* STUDY MATERIAL:
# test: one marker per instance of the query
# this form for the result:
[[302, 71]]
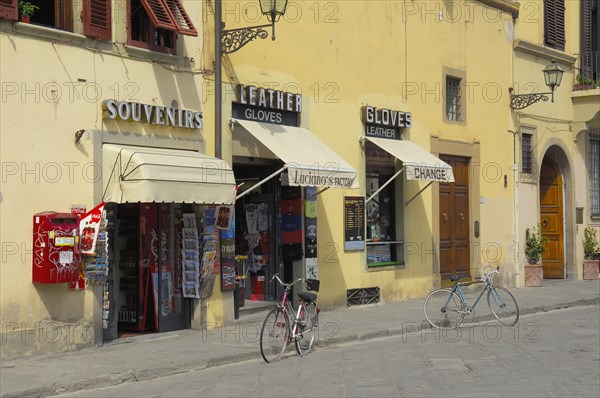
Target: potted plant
[[591, 254], [26, 10], [534, 248]]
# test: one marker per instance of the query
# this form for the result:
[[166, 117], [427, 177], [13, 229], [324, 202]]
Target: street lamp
[[234, 39], [552, 76]]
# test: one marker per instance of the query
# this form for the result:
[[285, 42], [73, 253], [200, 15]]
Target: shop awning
[[309, 162], [418, 163], [142, 174]]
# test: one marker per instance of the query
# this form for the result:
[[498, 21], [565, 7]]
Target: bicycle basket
[[313, 284]]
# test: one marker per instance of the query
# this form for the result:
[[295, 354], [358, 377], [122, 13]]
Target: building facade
[[372, 146], [556, 142]]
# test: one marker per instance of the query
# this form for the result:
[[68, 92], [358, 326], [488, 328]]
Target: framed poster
[[354, 223]]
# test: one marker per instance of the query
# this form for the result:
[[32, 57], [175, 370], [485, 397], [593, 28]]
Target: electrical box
[[56, 247]]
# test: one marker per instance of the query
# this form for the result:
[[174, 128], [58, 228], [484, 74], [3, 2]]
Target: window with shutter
[[154, 24], [154, 29], [160, 15], [9, 9], [97, 19], [181, 18], [554, 24], [53, 13]]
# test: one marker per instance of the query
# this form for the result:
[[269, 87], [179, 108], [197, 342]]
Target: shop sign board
[[267, 105], [152, 114], [354, 223], [228, 259], [384, 123]]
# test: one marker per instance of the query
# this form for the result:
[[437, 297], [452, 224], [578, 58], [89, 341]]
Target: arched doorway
[[552, 219]]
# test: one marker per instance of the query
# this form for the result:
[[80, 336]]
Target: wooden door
[[551, 219], [454, 220]]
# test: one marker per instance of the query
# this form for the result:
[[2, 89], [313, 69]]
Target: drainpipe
[[218, 93], [516, 245]]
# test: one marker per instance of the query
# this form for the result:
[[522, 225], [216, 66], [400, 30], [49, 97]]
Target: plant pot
[[590, 269], [534, 275]]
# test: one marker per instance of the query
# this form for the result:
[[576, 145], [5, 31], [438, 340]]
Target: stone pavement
[[150, 356]]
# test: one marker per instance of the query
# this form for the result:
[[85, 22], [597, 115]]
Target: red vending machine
[[56, 251]]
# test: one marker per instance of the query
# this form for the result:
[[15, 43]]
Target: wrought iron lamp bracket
[[234, 39], [522, 101]]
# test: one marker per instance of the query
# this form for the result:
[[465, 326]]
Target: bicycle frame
[[286, 305], [489, 284]]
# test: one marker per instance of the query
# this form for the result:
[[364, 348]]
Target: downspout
[[218, 93], [516, 210]]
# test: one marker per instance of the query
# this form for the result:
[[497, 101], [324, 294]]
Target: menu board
[[354, 223]]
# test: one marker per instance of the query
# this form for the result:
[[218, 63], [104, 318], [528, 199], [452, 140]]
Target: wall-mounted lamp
[[234, 39], [552, 76]]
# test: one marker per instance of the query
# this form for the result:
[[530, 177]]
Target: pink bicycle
[[277, 331]]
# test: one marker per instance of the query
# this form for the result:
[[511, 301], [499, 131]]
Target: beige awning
[[309, 162], [142, 174], [418, 163]]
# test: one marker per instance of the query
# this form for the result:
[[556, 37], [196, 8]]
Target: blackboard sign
[[354, 223], [227, 263]]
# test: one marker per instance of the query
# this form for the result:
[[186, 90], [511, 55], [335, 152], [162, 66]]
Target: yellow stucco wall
[[341, 56], [53, 84]]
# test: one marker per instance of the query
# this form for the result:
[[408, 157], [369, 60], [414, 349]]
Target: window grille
[[526, 153], [453, 98]]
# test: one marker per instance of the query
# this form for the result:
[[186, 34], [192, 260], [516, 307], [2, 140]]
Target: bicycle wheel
[[444, 309], [274, 335], [503, 305], [306, 332]]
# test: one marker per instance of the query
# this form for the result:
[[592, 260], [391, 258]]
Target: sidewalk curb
[[113, 379]]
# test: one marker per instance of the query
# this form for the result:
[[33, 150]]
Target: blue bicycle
[[447, 308]]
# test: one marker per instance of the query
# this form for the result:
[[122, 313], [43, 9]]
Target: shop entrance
[[257, 229], [454, 220], [551, 219], [145, 281]]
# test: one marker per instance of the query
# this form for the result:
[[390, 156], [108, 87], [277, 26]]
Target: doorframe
[[466, 149], [556, 150]]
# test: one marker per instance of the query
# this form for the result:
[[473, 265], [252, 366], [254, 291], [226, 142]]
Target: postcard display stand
[[191, 257], [96, 267]]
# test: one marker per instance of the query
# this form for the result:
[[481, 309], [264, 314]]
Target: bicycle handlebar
[[276, 276], [491, 274]]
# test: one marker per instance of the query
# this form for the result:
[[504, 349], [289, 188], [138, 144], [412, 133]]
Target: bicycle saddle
[[308, 297]]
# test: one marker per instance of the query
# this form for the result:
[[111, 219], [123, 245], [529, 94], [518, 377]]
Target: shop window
[[526, 153], [383, 246], [154, 24], [53, 13], [594, 172], [554, 24]]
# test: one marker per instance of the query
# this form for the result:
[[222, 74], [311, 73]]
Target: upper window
[[154, 24], [594, 172], [53, 13], [453, 98], [526, 153], [8, 9], [554, 24]]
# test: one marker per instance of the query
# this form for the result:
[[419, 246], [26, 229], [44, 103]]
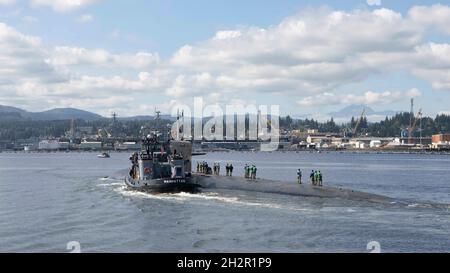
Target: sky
[[309, 57]]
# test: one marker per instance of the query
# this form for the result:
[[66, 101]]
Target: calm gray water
[[48, 200]]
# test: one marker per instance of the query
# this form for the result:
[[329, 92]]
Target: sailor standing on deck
[[299, 176], [316, 178], [319, 174]]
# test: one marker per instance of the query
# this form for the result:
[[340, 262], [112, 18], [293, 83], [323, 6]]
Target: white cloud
[[7, 2], [374, 2], [63, 5], [70, 56], [436, 17], [30, 19], [85, 18], [305, 58]]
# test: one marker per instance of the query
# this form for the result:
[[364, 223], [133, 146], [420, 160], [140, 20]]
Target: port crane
[[413, 126], [358, 123]]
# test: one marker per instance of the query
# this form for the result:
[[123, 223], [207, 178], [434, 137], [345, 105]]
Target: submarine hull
[[163, 185]]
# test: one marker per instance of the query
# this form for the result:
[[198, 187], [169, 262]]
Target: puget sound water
[[50, 200]]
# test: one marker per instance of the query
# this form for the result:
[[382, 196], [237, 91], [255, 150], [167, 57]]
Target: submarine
[[260, 185], [162, 165]]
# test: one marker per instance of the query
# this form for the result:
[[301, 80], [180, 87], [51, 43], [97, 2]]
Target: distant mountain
[[53, 114], [356, 110]]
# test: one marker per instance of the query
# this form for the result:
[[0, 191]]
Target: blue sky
[[133, 56]]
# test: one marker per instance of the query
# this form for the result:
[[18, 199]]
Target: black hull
[[163, 185]]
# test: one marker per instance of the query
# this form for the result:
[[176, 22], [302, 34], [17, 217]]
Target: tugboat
[[162, 166]]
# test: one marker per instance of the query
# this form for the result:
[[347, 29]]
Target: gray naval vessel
[[163, 165]]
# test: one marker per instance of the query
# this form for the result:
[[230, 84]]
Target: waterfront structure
[[49, 145], [440, 141], [91, 145]]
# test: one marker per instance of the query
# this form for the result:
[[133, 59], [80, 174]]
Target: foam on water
[[215, 197]]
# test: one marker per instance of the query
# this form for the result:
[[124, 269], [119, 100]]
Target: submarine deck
[[278, 187]]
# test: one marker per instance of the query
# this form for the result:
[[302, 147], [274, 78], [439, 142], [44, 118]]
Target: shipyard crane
[[359, 122], [413, 126]]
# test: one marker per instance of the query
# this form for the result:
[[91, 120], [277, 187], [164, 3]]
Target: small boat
[[103, 155], [162, 165]]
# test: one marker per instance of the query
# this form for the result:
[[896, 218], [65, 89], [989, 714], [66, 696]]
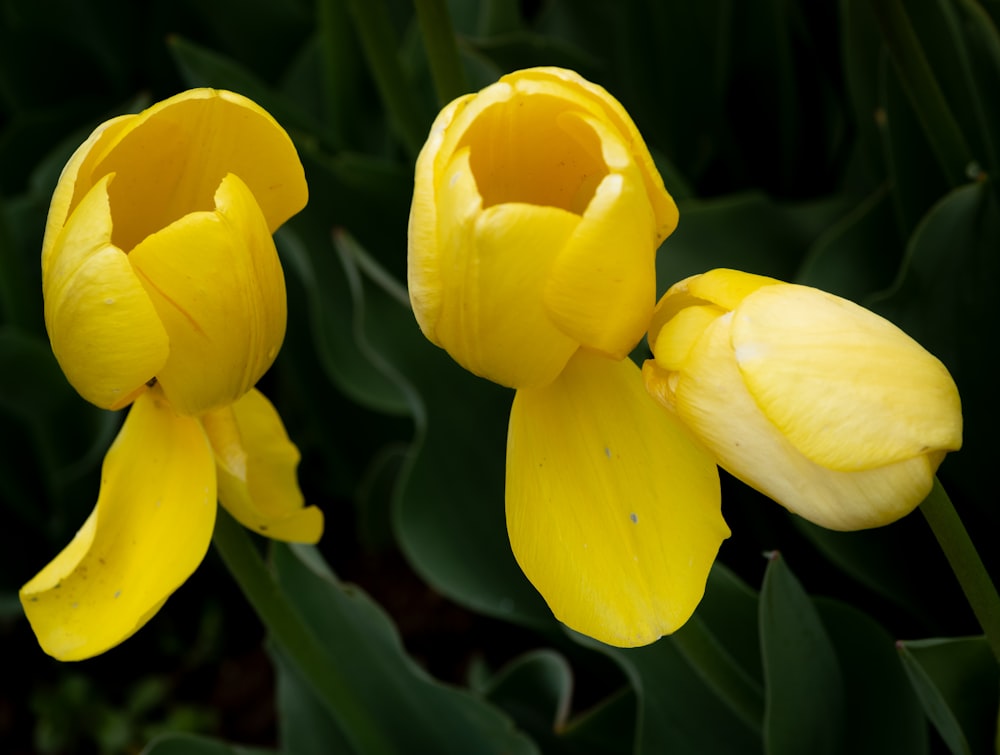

* TO DO: Retype, in the same exact form, the lines of the material above from the line holding "[[174, 128], [58, 228], [484, 74], [3, 2]]" through the line holding "[[269, 87], [179, 108], [197, 342]]".

* ANSWER TO THE PROBLEM:
[[174, 128], [58, 228], [484, 74], [3, 2]]
Target: window with shutter
[[154, 24], [154, 29], [160, 15], [9, 9], [97, 19], [181, 18], [554, 24], [53, 13]]
# test: one marker per instance of the query
# this form for the result:
[[269, 87], [179, 108], [197, 342]]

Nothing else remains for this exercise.